Joel W. Pett (born September 1, 1953) is an American Pulitzer Prize-winning editorial cartoonist for the Lexington Herald-Leader. His cartoons are syndicated by Tribune Content Agency.

Early life and career
Pett was born in Bloomington, Indiana. He moved to Ibadan, Nigeria with his family in 1959 before returning to America in 1964.

After college at Indiana University, he began doing freelance cartooning jobs for over nine years. In April 1984, he joined the Lexington Herald-Leader as their staff cartoonist.

Pett's cartoons have appeared in hundreds of newspapers and magazines nationwide, including the Washington Post, the New York Times, the Los Angeles Times, and the Boston Globe. He is a weekly contributor to USA Today, writes a regular feature on cartoons for the Los Angeles Times, and does a monthly cartoon for the educational journal Phi Delta Kappan.

Mr. Pett also received the 1999 Robert F. Kennedy Journalism Award for cartoons highlighting the plight of the disadvantaged, and the 1995 Global Media Award for cartoons on population issues. He is a past president of the Association of American Editorial Cartoonists, and a past Pulitzer juror. He has conducted three overseas seminars on editorial cartooning as a guest speaker of the U.S. State Department.

What if it's a big hoax and we create a better world for nothing? cartoon

Pett is perhaps best known for his cartoon featuring an attendee at a climate summit asking What if it's a big hoax and we create a better world for nothing?. The cartoon, which first appeared in USA Today in December 2009,  around the time of the 2009 United Nations Climate Change Conference, depicts a conference presenter listing the many advantages of curbing climate change including "energy independence, preserving rainforests, sustainability, green jobs, livable cities, renewables, clean water/air, healthy children, etc., etc.," only to have a climate change denier interject that if it were all a hoax, we'd create a "better world for nothing".  Shortly after the conference was over, Pett got a request for a signed copy from then-EPA administrator Lisa P. Jackson, who framed the comic and put it on her wall. Pett has repeatedly gotten requests from over 40 environmental groups, in the United States, Canada and Europe to use the cartoon in campaigns. The Australian Greens used it in a campaign which some have claimed was influential in the Australian parliament adopting a carbon pricing scheme under the Clean Energy Act 2011, said to be the most rigorous scheme in the world for the time it was active.

ACTIONS TO TAKE
(1) According to the Joel Pett article, in what city and state was Pett born?
(2) Please carry the Joel Pett article forward from its last sentence.
None of this requires the items.

RECORD SET
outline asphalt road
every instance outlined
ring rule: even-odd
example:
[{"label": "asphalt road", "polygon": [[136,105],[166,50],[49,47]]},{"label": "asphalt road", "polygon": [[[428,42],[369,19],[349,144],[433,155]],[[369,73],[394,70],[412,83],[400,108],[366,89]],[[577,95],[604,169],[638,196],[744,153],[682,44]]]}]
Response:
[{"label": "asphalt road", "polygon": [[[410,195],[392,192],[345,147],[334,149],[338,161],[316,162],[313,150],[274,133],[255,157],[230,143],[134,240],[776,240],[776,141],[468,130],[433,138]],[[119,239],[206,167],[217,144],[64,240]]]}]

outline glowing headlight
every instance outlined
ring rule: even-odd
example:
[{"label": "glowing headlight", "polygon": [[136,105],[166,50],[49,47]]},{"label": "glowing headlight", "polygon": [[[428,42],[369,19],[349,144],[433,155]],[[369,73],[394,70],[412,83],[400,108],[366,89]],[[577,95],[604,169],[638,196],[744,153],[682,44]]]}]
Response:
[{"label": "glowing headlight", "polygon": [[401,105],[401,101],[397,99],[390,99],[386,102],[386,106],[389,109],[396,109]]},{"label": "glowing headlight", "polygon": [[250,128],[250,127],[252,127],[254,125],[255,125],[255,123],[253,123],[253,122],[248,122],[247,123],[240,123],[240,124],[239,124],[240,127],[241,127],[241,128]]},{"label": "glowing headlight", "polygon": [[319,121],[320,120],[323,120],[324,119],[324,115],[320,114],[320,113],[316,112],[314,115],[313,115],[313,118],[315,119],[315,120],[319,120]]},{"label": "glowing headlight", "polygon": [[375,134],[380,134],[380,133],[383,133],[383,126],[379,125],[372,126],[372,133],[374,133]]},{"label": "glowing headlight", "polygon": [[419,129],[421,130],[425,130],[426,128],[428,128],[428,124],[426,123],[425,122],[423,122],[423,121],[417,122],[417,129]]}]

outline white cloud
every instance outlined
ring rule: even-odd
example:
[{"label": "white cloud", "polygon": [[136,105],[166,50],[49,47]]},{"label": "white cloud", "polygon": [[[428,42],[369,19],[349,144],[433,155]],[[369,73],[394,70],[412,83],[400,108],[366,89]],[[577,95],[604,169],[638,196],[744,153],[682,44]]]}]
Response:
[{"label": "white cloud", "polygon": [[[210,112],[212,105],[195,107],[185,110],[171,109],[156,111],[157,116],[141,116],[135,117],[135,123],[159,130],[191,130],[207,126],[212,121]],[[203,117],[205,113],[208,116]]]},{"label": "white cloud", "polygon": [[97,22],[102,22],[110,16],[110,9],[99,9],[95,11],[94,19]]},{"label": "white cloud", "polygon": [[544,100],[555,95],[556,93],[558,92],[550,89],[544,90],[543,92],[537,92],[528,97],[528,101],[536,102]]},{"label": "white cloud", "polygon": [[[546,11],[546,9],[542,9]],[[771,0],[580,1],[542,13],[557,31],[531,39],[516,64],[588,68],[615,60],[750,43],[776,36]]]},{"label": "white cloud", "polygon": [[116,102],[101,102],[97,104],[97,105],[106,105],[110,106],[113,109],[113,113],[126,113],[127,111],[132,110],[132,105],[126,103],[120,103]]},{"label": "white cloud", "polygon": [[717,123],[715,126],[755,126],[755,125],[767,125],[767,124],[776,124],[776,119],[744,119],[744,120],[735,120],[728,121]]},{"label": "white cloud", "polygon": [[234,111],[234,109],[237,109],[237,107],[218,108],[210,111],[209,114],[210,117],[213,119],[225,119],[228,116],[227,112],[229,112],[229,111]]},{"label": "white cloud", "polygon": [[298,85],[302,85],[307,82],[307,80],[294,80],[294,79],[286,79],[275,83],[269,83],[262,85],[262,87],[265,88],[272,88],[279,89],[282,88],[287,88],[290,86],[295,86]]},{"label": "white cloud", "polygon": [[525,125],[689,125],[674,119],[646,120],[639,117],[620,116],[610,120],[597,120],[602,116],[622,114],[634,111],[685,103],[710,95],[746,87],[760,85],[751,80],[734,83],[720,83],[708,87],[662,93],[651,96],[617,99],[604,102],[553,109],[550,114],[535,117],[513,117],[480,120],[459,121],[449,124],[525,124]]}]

--

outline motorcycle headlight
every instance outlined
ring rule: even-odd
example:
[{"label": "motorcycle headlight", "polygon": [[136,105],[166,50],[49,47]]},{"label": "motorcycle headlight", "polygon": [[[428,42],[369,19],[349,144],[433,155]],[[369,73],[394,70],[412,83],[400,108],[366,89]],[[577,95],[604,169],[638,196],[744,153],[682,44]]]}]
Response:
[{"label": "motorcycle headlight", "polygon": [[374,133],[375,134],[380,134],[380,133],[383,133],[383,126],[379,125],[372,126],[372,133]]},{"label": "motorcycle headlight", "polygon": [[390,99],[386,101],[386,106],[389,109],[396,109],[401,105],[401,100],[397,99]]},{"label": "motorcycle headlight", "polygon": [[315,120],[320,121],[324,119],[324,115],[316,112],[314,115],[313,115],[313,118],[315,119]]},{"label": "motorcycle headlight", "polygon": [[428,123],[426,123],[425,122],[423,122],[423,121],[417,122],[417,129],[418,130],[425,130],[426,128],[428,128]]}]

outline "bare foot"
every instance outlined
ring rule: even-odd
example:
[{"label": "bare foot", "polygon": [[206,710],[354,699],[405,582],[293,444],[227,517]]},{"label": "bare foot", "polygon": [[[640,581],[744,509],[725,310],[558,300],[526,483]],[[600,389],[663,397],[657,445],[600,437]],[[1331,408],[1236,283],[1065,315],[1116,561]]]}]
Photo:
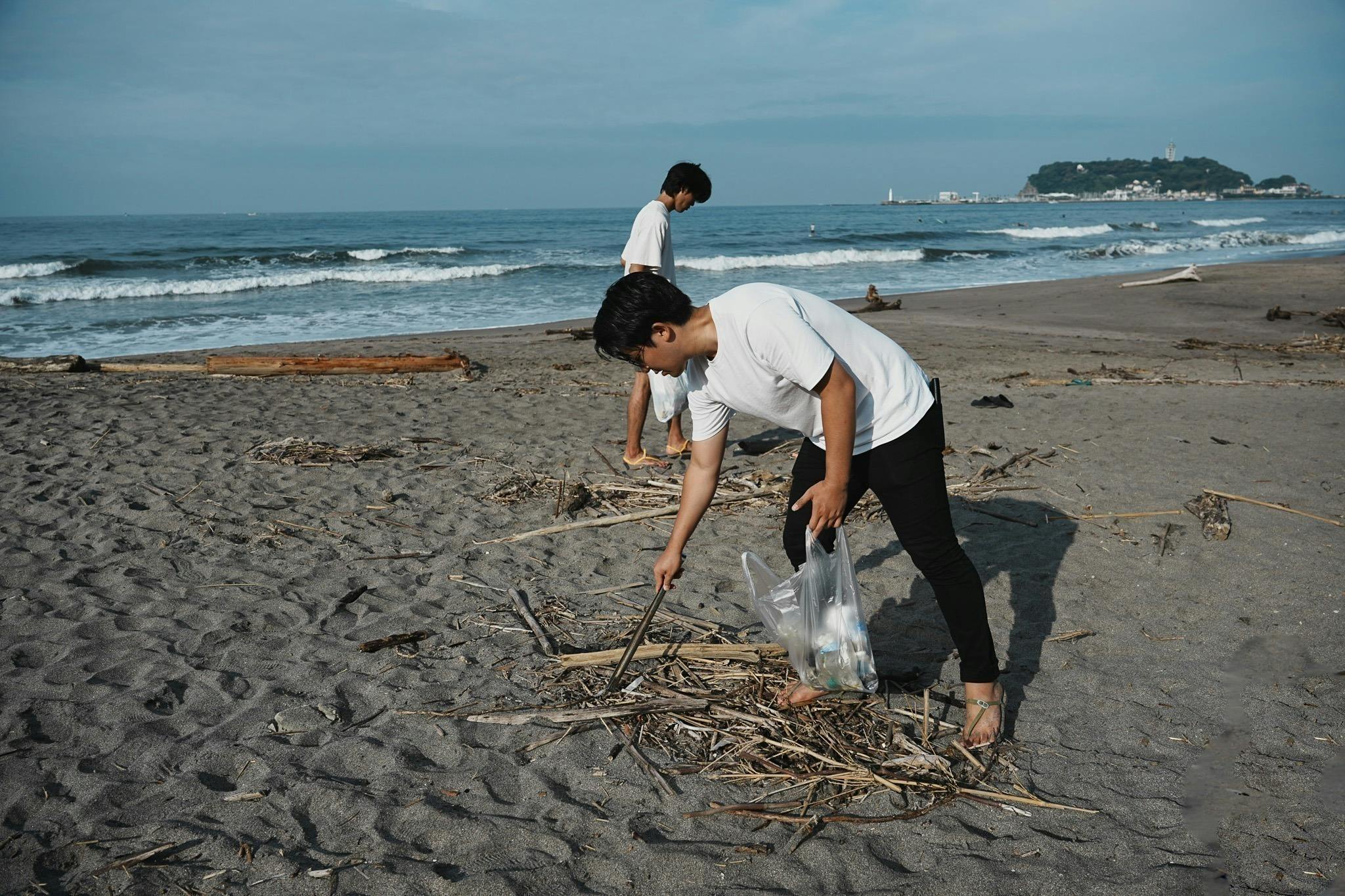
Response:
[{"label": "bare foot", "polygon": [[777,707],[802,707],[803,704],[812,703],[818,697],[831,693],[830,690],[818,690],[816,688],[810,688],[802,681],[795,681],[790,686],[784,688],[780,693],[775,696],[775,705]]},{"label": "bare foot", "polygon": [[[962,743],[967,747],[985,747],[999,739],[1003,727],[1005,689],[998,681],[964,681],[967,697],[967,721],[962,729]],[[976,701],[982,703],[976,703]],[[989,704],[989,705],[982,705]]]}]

ANSWERS FOR THE TASKS
(1) Bloomington, Indiana.

(2)
"I've drawn 7,000 cartoons in my life, but really only one," Pett said. "It's an example of one of these ideas I had in my head for 10 years before I realized I hadn't cartooned it...I was thinking, you know, 'It doesn't matter if global warming were a hoax, if the scientists made it up, we still have to do all that shit.'" Pett said in a 2012 editorial that in the 27 months since its first publication, not a week had gone by where he didn't have a request to use the image.

Awards
Pett was a finalist for the Pulitzer Prize for Editorial Cartooning in 1989 and 1998 before winning in 2000. Pett is also the winner of the 1999 Robert F. Kennedy Journalism Award for cartooning, and a 1995 winner of the Global Media Award for cartoons on population issues.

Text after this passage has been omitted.